Page text:

##########

Meta unveils Audiobox, an AI that clones voices and generates ambient sounds

Are you ready to bring more awareness to your brand? Consider becoming a sponsor for The AI Impact Tour. Learn more about the opportunities here.

Voice cloning is one of the areas rapidly emerging thanks to generative AI. The term refers to replicating a person’s vocal stylings — pitch, timbre, rhythms, mannerisms, and unique pronunciations — through technology.

While startups including ElevenLabs have received tens of millions in funding for dedicating themselves to this pursuit, Meta Platforms, the parent company of Facebook, Instagram, WhatsApp and Oculus VR has released its own free voice cloning program, Audiobox — with a catch.

Unveiled today on Meta’s website by researchers working at the Facebook AI Research (FAIR) lab, Audiobox is described as a “new foundation research model for audio generation” build atop its earlier work in this area, Voicebox.

“It can generate voices and sound effects using a combination of voice inputs and natural language text prompts — making it easy to create custom audio for a wide range of use cases,” reads the Audiobox webpage.

VB Event

The AI Impact Tour

Connect with the enterprise AI community at VentureBeat’s AI Impact Tour coming to a city near you!

Learn More

Simply type in a sentence that you want a cloned voice to say, or a description of a sound you want to generate, and Audiobox will do the rest. Users can also record their own voice and have it cloned by Audiobox.

A ‘family’ of audio generating AIs

Meta further noted that it actually created a “family of models,” one for speech mimicry and the other for generating more ambient sounds and sound effects such as dogs barking or sirens or children playing, and that they are all “built upon the shared self-supervised model Audiobox SSL.”

Self-supervised learning (SSL) is a machine learning (ML) deep learning technique in which artificial intelligence algorithms are assigned to generate their own labels for data that is unlabeled, as opposed to supervised learning, where the data may already be labeled.

The researchers published a scientific paper explaining some of their methodology and rationale for taking an SSL approach, writing “because labeled data are not always available or of high quality, and data scaling is the key to generalization, our strategy is to train this foundation model using audio without any supervision, such as transcripts, captions, or attribute labels, which can be found in larger quantities.”

##########

What this task involves:
Answer these from the Audiobox article:
1. What earlier Meta work is Audiobox built on?
2. What shared self-supervised model are all the Audiobox models built on?
3. Researchers at which lab unveiled Audiobox?
The rows have no connection to the Audiobox article.

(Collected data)
##########

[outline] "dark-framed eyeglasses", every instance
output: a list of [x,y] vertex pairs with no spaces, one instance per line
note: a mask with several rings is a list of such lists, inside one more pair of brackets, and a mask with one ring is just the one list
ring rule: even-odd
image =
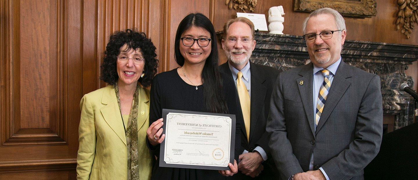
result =
[[181,37],[180,39],[183,43],[183,45],[186,46],[191,46],[194,44],[194,41],[197,41],[197,45],[202,48],[207,46],[210,42],[210,38],[201,38],[197,39],[190,38],[189,37]]
[[334,33],[334,32],[339,31],[340,30],[342,30],[342,29],[336,30],[327,30],[326,31],[321,32],[319,34],[306,34],[303,36],[303,38],[305,39],[305,41],[306,42],[312,42],[315,41],[315,39],[316,39],[316,36],[319,35],[319,37],[321,37],[321,39],[323,40],[326,40],[327,39],[329,39],[332,38],[332,34]]

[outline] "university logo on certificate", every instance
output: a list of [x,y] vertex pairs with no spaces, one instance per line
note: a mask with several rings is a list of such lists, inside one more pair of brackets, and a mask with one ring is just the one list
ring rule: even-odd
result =
[[229,170],[234,163],[234,114],[163,109],[166,138],[160,166]]

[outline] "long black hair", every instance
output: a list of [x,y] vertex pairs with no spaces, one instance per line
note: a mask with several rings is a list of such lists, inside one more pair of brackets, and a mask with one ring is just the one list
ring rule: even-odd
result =
[[180,37],[184,31],[193,26],[206,29],[210,33],[212,39],[212,51],[206,59],[201,74],[204,82],[203,97],[205,107],[206,110],[211,112],[228,113],[228,108],[223,93],[222,79],[218,67],[219,57],[215,28],[210,20],[202,13],[189,14],[178,25],[174,43],[176,61],[180,66],[182,66],[184,64],[184,57],[180,53]]

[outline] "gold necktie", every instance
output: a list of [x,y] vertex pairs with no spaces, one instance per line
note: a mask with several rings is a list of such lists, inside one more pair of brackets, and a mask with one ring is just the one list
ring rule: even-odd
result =
[[326,96],[328,95],[329,88],[331,87],[331,82],[329,81],[329,71],[328,69],[323,69],[321,70],[321,72],[324,75],[324,82],[321,86],[319,94],[318,96],[318,100],[316,100],[316,115],[315,117],[315,121],[316,127],[318,126],[318,123],[319,122],[321,114],[322,114],[324,106],[325,105],[325,101],[326,101]]
[[250,141],[250,112],[251,103],[250,100],[250,94],[247,90],[245,84],[242,82],[241,78],[242,77],[242,73],[238,72],[237,74],[238,79],[237,79],[237,89],[238,90],[238,95],[240,96],[240,102],[241,104],[241,109],[242,111],[242,116],[244,117],[244,123],[245,124],[245,131],[247,132],[247,140]]

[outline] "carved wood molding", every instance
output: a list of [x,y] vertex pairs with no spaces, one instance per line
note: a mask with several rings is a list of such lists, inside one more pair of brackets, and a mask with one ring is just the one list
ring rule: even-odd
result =
[[234,8],[238,10],[240,13],[245,13],[245,11],[254,12],[257,7],[257,0],[226,0],[225,5],[229,9]]
[[402,27],[401,32],[409,39],[409,34],[414,29],[414,23],[418,23],[418,0],[398,0],[398,4],[399,10],[395,23],[396,30]]
[[330,8],[345,16],[371,18],[375,16],[377,13],[376,7],[375,0],[295,0],[294,10],[310,12],[323,8]]
[[76,159],[14,161],[0,162],[0,173],[54,170],[75,170]]

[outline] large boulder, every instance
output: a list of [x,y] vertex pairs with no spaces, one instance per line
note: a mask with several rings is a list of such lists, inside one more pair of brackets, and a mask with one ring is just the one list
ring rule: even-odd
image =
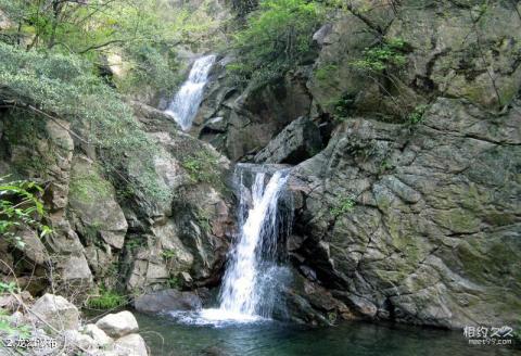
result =
[[134,301],[138,312],[160,313],[169,310],[201,309],[201,298],[194,292],[180,292],[174,289],[143,294]]
[[129,334],[116,340],[114,351],[120,356],[148,356],[147,344],[139,334]]
[[[401,1],[398,7],[353,2],[322,30],[321,50],[307,85],[328,113],[368,113],[403,119],[437,96],[465,98],[500,111],[521,84],[519,4],[479,1]],[[405,56],[402,65],[371,69],[378,43],[403,43],[385,55]],[[394,52],[393,52],[394,51]],[[342,115],[345,115],[343,113]]]
[[86,241],[93,243],[101,239],[114,249],[123,247],[127,221],[116,202],[114,187],[86,156],[73,160],[68,200],[69,214]]
[[75,330],[79,326],[78,308],[61,295],[45,294],[35,302],[30,315],[37,325],[58,331]]
[[368,318],[519,323],[519,112],[439,99],[416,126],[346,120],[293,170],[292,260]]
[[136,317],[127,310],[109,314],[98,320],[96,326],[111,338],[122,338],[139,330]]
[[312,98],[305,71],[244,90],[230,87],[225,67],[232,61],[217,63],[191,134],[237,162],[263,149],[292,120],[307,116]]
[[321,145],[318,126],[307,117],[298,117],[258,152],[254,161],[297,164],[318,153]]

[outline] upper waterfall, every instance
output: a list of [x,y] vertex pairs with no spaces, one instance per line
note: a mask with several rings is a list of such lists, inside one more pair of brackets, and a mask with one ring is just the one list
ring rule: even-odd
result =
[[214,54],[198,59],[190,71],[187,81],[183,82],[165,113],[171,115],[183,131],[192,127],[203,99],[204,86],[207,82],[209,71],[214,65]]

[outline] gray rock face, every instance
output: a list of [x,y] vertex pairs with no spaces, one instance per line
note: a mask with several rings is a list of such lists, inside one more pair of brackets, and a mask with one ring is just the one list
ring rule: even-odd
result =
[[296,264],[368,318],[516,323],[519,104],[492,116],[439,99],[415,127],[341,125],[293,170],[304,196],[290,242]]
[[303,75],[287,75],[244,91],[226,86],[226,58],[211,79],[193,135],[211,142],[231,161],[244,160],[257,152],[312,105]]
[[30,317],[37,325],[51,326],[55,330],[74,330],[79,326],[79,312],[61,295],[45,294],[30,308]]
[[105,347],[114,342],[103,330],[93,323],[86,325],[82,332],[92,338],[99,347]]
[[134,307],[138,312],[143,313],[198,310],[201,309],[202,303],[194,292],[180,292],[168,289],[138,296],[134,301]]
[[109,314],[98,320],[96,326],[103,330],[111,338],[123,338],[134,332],[138,332],[138,321],[130,312],[119,312]]
[[318,153],[321,144],[318,126],[307,117],[300,117],[258,152],[254,161],[296,164]]

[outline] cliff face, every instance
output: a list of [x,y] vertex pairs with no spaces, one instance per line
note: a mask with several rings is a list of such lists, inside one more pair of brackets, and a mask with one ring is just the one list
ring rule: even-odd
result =
[[439,99],[420,125],[353,118],[294,168],[291,254],[365,317],[458,328],[520,310],[519,103]]
[[25,246],[2,244],[8,262],[3,274],[12,277],[14,270],[21,287],[35,294],[54,282],[62,294],[79,300],[100,283],[139,294],[217,282],[233,225],[228,160],[178,131],[162,112],[136,104],[137,119],[161,148],[154,162],[156,185],[170,192],[166,199],[143,196],[118,181],[142,175],[139,165],[107,176],[67,123],[30,120],[36,126],[21,126],[18,115],[23,113],[1,116],[0,176],[31,179],[46,188],[54,233],[40,240],[27,230],[22,234]]
[[518,322],[521,5],[356,3],[315,34],[313,64],[243,92],[214,81],[200,137],[296,164],[295,319]]
[[294,165],[292,319],[519,322],[521,4],[354,3],[369,10],[339,9],[314,58],[268,84],[234,86],[224,53],[191,136],[135,105],[161,143],[166,202],[117,192],[65,123],[23,141],[2,113],[0,176],[46,183],[56,231],[2,246],[10,267],[36,292],[49,262],[63,285],[216,285],[233,226],[227,156]]

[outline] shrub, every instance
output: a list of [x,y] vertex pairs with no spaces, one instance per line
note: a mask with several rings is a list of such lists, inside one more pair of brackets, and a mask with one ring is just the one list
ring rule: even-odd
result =
[[260,1],[236,36],[239,63],[228,68],[239,80],[265,81],[295,66],[310,50],[320,14],[313,1]]
[[39,196],[42,191],[31,181],[0,183],[0,236],[18,249],[25,246],[16,234],[20,228],[39,230],[41,238],[52,232],[47,225],[40,223],[45,215],[43,202]]
[[391,38],[379,42],[376,47],[366,48],[364,58],[353,62],[355,68],[374,73],[383,73],[389,68],[402,68],[407,63],[406,43],[402,38]]
[[98,148],[110,173],[120,176],[125,163],[138,163],[142,174],[128,183],[151,198],[168,196],[166,187],[158,187],[155,179],[156,145],[131,107],[94,75],[91,64],[71,54],[24,51],[1,42],[0,58],[0,102],[42,119],[58,116],[71,122],[74,136]]
[[92,309],[113,309],[127,303],[127,298],[114,291],[100,288],[99,295],[91,295],[87,300],[87,306]]

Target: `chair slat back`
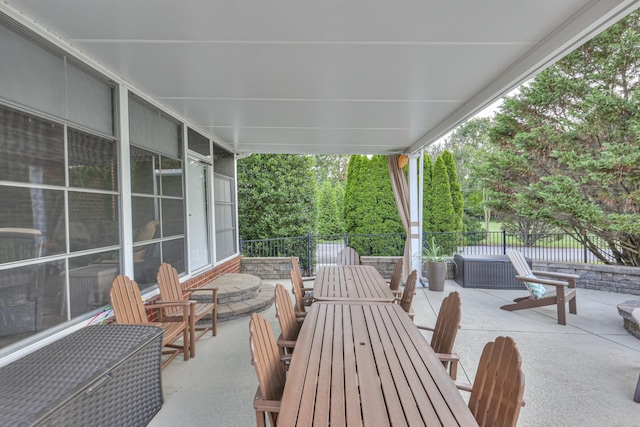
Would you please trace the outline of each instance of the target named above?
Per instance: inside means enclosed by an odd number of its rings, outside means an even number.
[[[180,286],[180,278],[178,277],[178,271],[168,263],[162,263],[158,268],[158,288],[160,288],[160,298],[164,302],[176,302],[184,301],[185,298],[182,295],[182,287]],[[166,315],[172,315],[174,313],[182,313],[180,307],[166,307],[164,313]]]
[[[507,256],[509,257],[511,264],[513,264],[513,268],[516,269],[519,276],[529,276],[533,274],[531,272],[529,264],[527,264],[526,258],[524,257],[524,255],[522,255],[521,252],[516,251],[515,249],[507,249]]]
[[[249,321],[249,335],[260,394],[266,400],[280,400],[286,374],[271,324],[261,314],[253,313]]]
[[[436,353],[451,354],[460,329],[462,303],[458,292],[451,292],[443,301],[431,336],[431,348]]]
[[[293,271],[293,269],[291,269],[290,275],[291,285],[293,286],[293,294],[296,297],[296,310],[304,313],[305,309],[303,299],[304,296],[302,295],[302,280],[298,277],[296,272]]]
[[[400,282],[402,282],[402,267],[404,266],[404,261],[400,258],[396,265],[393,266],[393,273],[391,273],[391,280],[389,281],[389,289],[392,291],[397,291],[400,289]]]
[[[469,397],[469,409],[482,426],[515,426],[524,405],[524,374],[516,343],[498,337],[485,345]]]
[[[416,281],[418,280],[418,272],[413,270],[407,282],[404,284],[404,291],[402,291],[402,298],[400,299],[400,307],[407,313],[411,312],[411,303],[413,302],[413,294],[416,292]]]
[[[302,270],[300,270],[300,264],[298,264],[298,258],[292,256],[291,257],[291,267],[293,271],[298,275],[298,279],[300,279],[300,283],[302,283]]]
[[[127,276],[118,275],[113,280],[109,296],[116,322],[125,324],[149,323],[142,303],[142,295],[140,295],[140,289],[135,281]]]
[[[346,247],[338,254],[338,264],[340,265],[360,265],[360,255],[355,249]]]
[[[276,285],[276,313],[282,339],[285,341],[295,341],[300,333],[300,323],[296,319],[289,292],[280,283]]]

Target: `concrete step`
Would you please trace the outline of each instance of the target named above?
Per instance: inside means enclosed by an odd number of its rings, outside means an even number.
[[[242,301],[220,304],[218,306],[218,322],[237,319],[242,316],[249,316],[271,307],[275,301],[275,287],[268,283],[260,286],[258,294],[254,298]]]

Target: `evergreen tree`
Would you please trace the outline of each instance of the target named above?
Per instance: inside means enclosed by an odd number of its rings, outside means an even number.
[[[325,181],[318,194],[318,234],[326,236],[343,232],[342,214],[338,210],[336,189],[331,182]]]
[[[571,232],[605,263],[639,266],[638,64],[636,11],[507,98],[476,168],[492,207]]]
[[[243,239],[303,236],[315,230],[313,157],[254,154],[238,161]]]
[[[449,175],[451,203],[453,204],[453,213],[456,220],[456,228],[452,231],[464,231],[464,225],[462,223],[462,216],[464,214],[462,208],[464,206],[464,200],[462,199],[462,191],[460,189],[460,182],[458,181],[458,172],[456,171],[456,165],[453,162],[453,155],[449,150],[444,150],[441,155],[442,160],[444,160],[444,164],[447,167],[447,174]]]
[[[349,161],[344,199],[345,229],[349,246],[361,255],[389,255],[397,252],[397,242],[372,241],[362,234],[403,233],[395,204],[386,156],[352,156]],[[402,240],[399,238],[399,240]]]
[[[431,181],[431,232],[449,233],[457,231],[457,219],[451,200],[451,187],[449,186],[449,173],[442,156],[438,156],[433,167],[433,179]],[[436,236],[437,244],[442,247],[444,253],[451,255],[455,252],[457,243],[450,235]]]

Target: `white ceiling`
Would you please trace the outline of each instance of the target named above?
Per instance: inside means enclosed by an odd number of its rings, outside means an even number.
[[[412,153],[640,0],[6,0],[236,152]]]

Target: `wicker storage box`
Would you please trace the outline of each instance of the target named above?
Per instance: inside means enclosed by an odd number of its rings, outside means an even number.
[[[506,255],[455,254],[455,280],[465,288],[526,289]],[[531,266],[531,260],[527,259]]]
[[[162,407],[162,333],[88,326],[1,367],[0,425],[146,425]]]

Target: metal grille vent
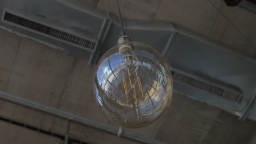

##########

Worked answer:
1. Voicebox
2. Audiobox SSL
3. The Facebook AI Research (FAIR) lab